**Activity:** Locate each line in the records containing "tree". Copy it.

**Records shown:**

·····

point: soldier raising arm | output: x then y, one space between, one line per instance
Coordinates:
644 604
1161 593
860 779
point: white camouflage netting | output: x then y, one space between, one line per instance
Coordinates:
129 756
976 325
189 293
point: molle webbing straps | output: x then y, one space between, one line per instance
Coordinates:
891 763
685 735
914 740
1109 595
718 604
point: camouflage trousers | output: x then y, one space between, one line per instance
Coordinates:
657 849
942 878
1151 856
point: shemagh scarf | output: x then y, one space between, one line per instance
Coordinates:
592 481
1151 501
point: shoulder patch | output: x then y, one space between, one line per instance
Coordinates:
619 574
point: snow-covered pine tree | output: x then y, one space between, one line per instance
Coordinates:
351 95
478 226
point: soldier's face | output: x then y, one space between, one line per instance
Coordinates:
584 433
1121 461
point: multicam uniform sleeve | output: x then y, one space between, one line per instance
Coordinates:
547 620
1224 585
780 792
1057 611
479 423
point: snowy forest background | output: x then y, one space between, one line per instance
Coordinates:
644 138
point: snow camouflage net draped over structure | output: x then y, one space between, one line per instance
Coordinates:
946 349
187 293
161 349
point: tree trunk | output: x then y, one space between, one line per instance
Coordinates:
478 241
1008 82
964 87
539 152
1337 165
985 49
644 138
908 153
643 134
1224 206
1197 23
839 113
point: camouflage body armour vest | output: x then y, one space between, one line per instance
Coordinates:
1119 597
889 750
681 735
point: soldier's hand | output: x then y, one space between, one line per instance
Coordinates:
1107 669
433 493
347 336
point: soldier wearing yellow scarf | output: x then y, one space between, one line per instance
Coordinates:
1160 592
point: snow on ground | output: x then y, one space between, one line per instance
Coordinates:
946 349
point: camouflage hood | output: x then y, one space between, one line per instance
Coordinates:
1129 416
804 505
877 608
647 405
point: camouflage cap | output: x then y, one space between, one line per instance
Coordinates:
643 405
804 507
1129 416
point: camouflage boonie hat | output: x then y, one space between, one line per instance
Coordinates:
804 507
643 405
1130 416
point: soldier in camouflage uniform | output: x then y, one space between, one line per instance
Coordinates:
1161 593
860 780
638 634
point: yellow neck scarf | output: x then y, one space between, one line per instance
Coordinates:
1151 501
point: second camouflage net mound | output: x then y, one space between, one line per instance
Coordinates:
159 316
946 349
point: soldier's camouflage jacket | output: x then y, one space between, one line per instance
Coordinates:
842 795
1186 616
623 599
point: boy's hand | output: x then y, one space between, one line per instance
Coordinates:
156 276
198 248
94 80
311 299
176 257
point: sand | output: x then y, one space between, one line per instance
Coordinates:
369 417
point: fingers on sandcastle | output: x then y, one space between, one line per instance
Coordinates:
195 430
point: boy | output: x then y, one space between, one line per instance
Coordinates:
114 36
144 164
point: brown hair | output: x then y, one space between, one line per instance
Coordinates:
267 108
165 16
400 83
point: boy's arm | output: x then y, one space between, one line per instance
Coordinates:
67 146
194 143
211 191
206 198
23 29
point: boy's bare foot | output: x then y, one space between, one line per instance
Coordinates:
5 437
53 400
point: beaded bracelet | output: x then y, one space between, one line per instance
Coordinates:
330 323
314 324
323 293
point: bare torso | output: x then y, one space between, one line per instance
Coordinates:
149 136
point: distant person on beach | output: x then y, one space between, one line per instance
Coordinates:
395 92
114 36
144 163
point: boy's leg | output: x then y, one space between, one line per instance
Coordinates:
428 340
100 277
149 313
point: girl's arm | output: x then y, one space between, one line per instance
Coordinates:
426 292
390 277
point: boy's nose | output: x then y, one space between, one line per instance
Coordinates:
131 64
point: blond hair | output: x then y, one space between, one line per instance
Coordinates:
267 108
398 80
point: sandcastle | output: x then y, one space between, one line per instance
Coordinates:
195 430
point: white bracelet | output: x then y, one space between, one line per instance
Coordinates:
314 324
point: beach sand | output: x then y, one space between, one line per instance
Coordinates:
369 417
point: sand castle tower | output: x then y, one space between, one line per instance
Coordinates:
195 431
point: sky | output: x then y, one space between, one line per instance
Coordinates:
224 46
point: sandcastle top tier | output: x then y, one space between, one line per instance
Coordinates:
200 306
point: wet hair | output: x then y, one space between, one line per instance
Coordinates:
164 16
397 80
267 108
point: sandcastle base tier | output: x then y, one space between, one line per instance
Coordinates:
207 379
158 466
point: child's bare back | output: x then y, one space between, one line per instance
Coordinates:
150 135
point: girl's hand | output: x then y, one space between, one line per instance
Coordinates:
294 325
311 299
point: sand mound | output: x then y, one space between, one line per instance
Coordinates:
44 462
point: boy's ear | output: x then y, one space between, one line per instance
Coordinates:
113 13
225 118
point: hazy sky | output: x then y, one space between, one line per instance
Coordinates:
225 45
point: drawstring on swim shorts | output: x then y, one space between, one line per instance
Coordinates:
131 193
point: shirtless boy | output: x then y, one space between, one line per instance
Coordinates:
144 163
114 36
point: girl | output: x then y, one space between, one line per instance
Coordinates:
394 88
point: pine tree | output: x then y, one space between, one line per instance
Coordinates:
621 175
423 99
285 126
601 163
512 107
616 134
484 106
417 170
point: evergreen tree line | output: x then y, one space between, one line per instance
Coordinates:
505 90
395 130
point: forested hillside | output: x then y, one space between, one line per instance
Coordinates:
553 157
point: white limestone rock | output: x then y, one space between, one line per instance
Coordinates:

·····

**Result of the exercise:**
point: snow-covered pine tree | output: x then y, one space between, one line per instance
point: tree trunk | output: x then y, one space between, one line per instance
point: pine tree | output: x then y, one space between, one line per instance
point: evergreen tree line | output: x then y, one space between, one line per instance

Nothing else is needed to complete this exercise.